----- Supplied material

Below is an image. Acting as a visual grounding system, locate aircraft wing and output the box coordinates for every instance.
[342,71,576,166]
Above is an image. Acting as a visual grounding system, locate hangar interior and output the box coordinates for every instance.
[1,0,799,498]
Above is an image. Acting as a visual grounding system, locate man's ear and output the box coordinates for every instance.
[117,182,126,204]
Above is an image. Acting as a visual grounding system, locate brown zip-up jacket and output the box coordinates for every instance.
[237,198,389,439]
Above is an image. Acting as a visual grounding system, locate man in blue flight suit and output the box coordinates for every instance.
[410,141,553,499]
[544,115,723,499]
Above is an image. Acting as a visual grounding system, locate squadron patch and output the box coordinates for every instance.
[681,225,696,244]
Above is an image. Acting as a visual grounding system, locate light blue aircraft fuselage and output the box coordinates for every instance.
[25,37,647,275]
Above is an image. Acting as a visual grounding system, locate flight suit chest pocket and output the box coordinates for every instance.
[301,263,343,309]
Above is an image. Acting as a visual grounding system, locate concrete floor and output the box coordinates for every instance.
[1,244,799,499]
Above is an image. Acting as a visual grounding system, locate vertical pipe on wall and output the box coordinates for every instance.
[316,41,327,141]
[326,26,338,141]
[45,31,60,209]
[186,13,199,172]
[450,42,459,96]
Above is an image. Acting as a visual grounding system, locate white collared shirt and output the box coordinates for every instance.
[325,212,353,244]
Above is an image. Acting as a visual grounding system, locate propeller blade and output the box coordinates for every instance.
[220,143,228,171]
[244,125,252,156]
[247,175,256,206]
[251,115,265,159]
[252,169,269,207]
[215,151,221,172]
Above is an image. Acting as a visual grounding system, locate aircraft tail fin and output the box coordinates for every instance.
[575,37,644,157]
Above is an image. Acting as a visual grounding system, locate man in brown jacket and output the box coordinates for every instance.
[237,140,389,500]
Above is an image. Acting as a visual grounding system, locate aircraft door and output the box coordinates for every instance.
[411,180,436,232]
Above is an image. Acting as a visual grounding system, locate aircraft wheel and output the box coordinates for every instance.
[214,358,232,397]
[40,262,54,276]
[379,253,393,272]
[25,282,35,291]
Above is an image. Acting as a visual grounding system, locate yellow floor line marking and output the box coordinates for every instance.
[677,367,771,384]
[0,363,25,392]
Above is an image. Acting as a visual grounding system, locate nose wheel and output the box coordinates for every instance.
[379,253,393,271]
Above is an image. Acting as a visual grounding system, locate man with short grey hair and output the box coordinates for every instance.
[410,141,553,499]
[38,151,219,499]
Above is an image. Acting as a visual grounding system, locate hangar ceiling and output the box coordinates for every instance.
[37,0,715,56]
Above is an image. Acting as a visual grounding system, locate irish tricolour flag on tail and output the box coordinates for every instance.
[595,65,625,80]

----------

Goal of the exercise: Please output the complete listing without any alteration.

Solution to the problem:
Below is an image. Acting as a visual grounding system, locate aircraft wing and output the box coordinates for every instance.
[342,71,576,166]
Above is an image. Acting as a visual grounding system, locate hangar interior and output the box coordinates for every instance.
[1,0,799,498]
Above is an image. Acting as a visual grounding system, locate man's ear and output the box coordinates for every instance.
[117,182,126,204]
Above is an image. Acting as a visual grounding system, locate brown zip-up jacket and output the box coordinates for every instance.
[237,198,389,439]
Above is an image. Acting as a visual grounding system, locate man in blue flight suit and output the box coordinates for every instance.
[410,141,553,499]
[544,115,723,499]
Above is an image. Acting as a visual grounding system, locate squadron patch and output the box coordinates for every instance.
[681,225,696,244]
Above is an image. Acting as a visual grounding system, locate light blue aircraft fuselage and output the box coordinates for every instance.
[25,37,647,275]
Above is an image. Acting as a visual grounding system, locate flight suit chest pocket and output the box coordinates for every instance.
[301,263,343,309]
Above is an image. Acting as a visual grounding system, locate concrete floor and output the box coordinates for every instance.
[1,244,799,499]
Above is an image. Acting as a visual grounding system, locate vertical pipe on wall and output the box coordinates for every instance.
[316,41,327,141]
[326,26,338,141]
[45,31,60,209]
[186,13,199,172]
[450,42,459,96]
Above is an image. Acting as a visual grounding system, locate white collared shirt and output the box coordinates for every instance.
[325,212,353,244]
Above is an image. Acting as a visual grounding system, locate propeller blade and output the box coordinates for every instance.
[220,143,228,171]
[244,125,252,156]
[247,175,256,206]
[251,115,265,159]
[252,169,269,207]
[215,151,221,172]
Above is an image. Acting as a visual grounding system, locate aircraft tail fin and output the box coordinates for every instance.
[575,37,644,157]
Above is an image. Acting as a visual grounding system, locate man in brown jacket and output the box coordinates for every instance.
[237,140,389,500]
Above is an image. Acting as a visual grounding system, locate aircraft door and output the box coordinates for every instance.
[411,180,436,232]
Above is an image. Acting as a visual grounding system, locate aircraft wheel and output the box coordinates for every instance.
[214,358,232,397]
[40,262,54,276]
[379,253,393,272]
[25,282,35,291]
Above is an image. Acting as a visual grounding system, locate yellow floor line marking and output the box coordinates for every instance.
[677,367,771,384]
[0,363,25,392]
Above is an image. Acting as a visual grounding system, locate nose wheel and output the box coordinates for every instance.
[379,253,393,271]
Above is an image. Acting as a visual grounding system, locate man with short grey hair and output the box coordinates for every instance.
[410,141,553,499]
[38,151,219,499]
Above is an image. Acting as a visual grounding system, locate hangar ceiling and output the box coordinates for every instance.
[37,0,715,56]
Above is an image. Acting as a visual grounding system, locate irish tricolour flag on tail and output the box coordinates for every instance.
[595,65,625,80]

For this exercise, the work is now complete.